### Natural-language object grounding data
Content starts

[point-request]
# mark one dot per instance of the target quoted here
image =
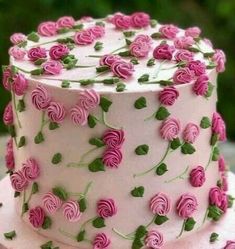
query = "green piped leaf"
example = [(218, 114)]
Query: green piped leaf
[(140, 103), (138, 191)]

Content ends

### What is being asked
Keep every word of the records exact as you write them out, but drop the pictures.

### Written answer
[point-request]
# mark one dot per instance of the target quoted here
image =
query = "green piped leaf"
example = [(218, 114)]
Query: green piped leaf
[(140, 103), (138, 191)]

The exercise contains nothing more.